__PROBLEM REQUIREMENTS__:
Please repeat the listing below exactly, but do not include its pictures.
※ ※ ※
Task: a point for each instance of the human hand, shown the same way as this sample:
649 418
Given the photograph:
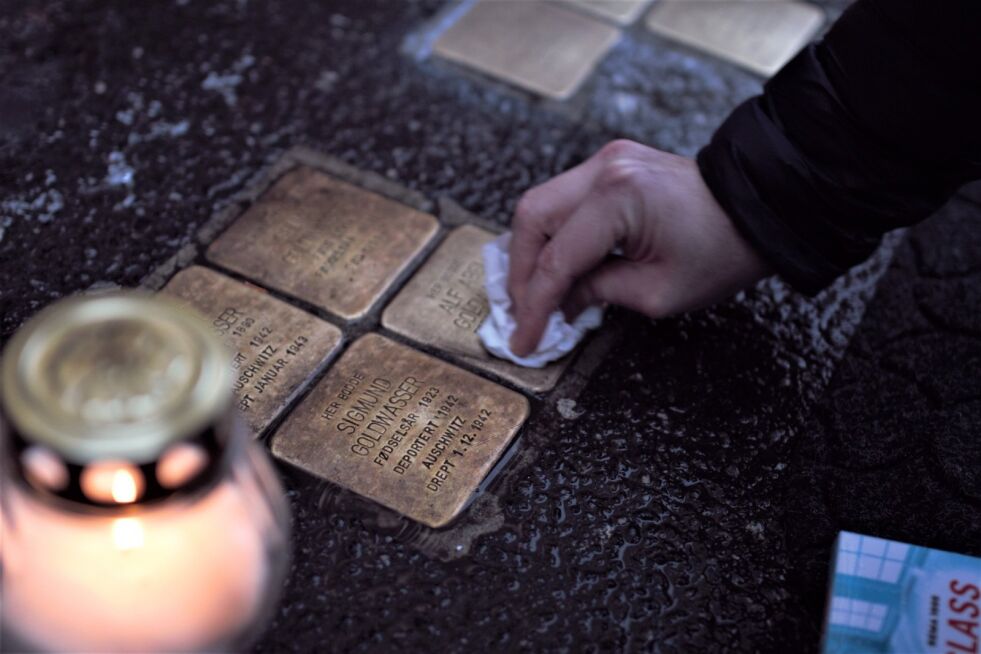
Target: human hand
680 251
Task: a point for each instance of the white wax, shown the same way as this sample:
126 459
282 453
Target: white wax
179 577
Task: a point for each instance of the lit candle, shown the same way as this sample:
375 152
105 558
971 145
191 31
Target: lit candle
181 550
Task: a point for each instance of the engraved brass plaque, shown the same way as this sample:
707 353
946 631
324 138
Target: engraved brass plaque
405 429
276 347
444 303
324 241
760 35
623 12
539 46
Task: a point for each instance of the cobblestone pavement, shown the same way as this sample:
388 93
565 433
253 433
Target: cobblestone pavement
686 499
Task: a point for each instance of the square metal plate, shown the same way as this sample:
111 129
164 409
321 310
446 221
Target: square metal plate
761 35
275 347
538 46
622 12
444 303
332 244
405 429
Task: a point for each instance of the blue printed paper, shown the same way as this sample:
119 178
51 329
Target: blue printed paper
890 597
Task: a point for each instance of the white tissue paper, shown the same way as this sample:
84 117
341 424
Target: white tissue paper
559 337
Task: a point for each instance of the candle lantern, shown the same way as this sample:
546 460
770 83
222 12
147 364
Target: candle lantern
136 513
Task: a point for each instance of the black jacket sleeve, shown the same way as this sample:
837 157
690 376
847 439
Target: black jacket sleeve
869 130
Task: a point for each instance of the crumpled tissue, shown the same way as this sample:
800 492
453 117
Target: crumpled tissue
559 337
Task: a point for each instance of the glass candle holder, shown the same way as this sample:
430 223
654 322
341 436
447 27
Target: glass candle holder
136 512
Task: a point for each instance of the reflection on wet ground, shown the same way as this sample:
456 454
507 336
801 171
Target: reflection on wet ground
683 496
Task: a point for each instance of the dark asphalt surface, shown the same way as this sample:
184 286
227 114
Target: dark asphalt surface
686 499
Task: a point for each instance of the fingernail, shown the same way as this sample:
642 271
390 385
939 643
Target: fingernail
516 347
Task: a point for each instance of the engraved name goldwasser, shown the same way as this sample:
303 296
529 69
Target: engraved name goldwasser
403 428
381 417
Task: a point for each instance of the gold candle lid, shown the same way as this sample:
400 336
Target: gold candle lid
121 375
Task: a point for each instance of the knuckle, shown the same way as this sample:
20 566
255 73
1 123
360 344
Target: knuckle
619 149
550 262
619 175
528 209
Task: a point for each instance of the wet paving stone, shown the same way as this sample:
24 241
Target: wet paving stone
※ ※ ※
__RESULT FOR THIS TASK__:
Task: a point for each instance of the human hand, shown the same way as this sample:
649 418
Given the photograph:
Target: human hand
680 251
Task: a point for each instance of the white wax, shown the same way as this sample:
126 459
282 453
Target: white wax
179 577
Task: a point for each instance of the lit candle, shown the same way as this sample:
375 152
105 558
971 145
191 31
Target: lit candle
181 550
Task: a point for each instance of the engraved brass plaque, shown the same way as this sample:
707 353
946 631
324 138
Target: engraved brass plaque
405 429
276 347
444 303
324 241
760 35
623 12
539 46
Task: a point for each instance of the cobblestone pavement, shown the same way as this sample:
388 93
565 433
253 433
Target: cobblestone pavement
686 499
Task: a point for each instance of the square metal plate, shown the same way as this sample:
111 129
164 409
321 310
446 221
Target: square metal plate
761 35
275 347
538 46
622 12
444 303
332 244
405 429
Task: a point for each instance of the blue printed paper, shown the same way as this sample:
119 178
51 329
Target: blue printed paper
890 597
Task: a point for each instance of the white tissue paper, shown the same way as this sample:
84 117
341 424
Target: white tissue paper
559 337
Task: a point for each instance of the candle lantern, shown the same way as this sample:
546 460
770 83
222 12
147 364
Target: candle lantern
136 513
Task: a point for each instance of the black jacket sleeve, shown the same way as this sample:
837 157
690 376
847 439
Target: black jacket sleeve
869 130
Task: a point for each instance of the crumpled tissue, shown the same way as this sample:
800 492
453 117
Target: crumpled tissue
559 337
Task: a point for each instance of the glass candle holder, shown the same way as this sample:
430 223
654 322
341 436
447 27
Target: glass candle holder
136 512
Task: a point for each instance of the reflection on wet ground, shown the same way as this sample:
456 454
507 336
801 171
Target: reflection on wet ground
683 496
Task: a point for each instance of the dark asphalt surface, shown the same way as this sample:
184 286
227 114
Target: dark asphalt surface
686 499
Task: a point for each instance of the fingernail, shown the same way as this sample:
642 271
390 385
939 643
Target: fingernail
516 347
Task: a point for each instance of the engraved name goldwasser, shown the same way as this sample:
303 296
529 69
Target: engraved name goldwasser
403 428
381 417
Task: a point for each instance of the gold candle lid, shown the same way as this sample:
400 336
Target: gold candle lid
121 375
Task: a point for each instance of the knuckle, shown the same way as this sample:
20 566
255 73
1 123
360 344
Target: knuckle
619 149
550 262
619 175
528 209
Task: a point for each instance of the wet paving stone, shown the same way as this sample:
24 241
Target: wet paving stone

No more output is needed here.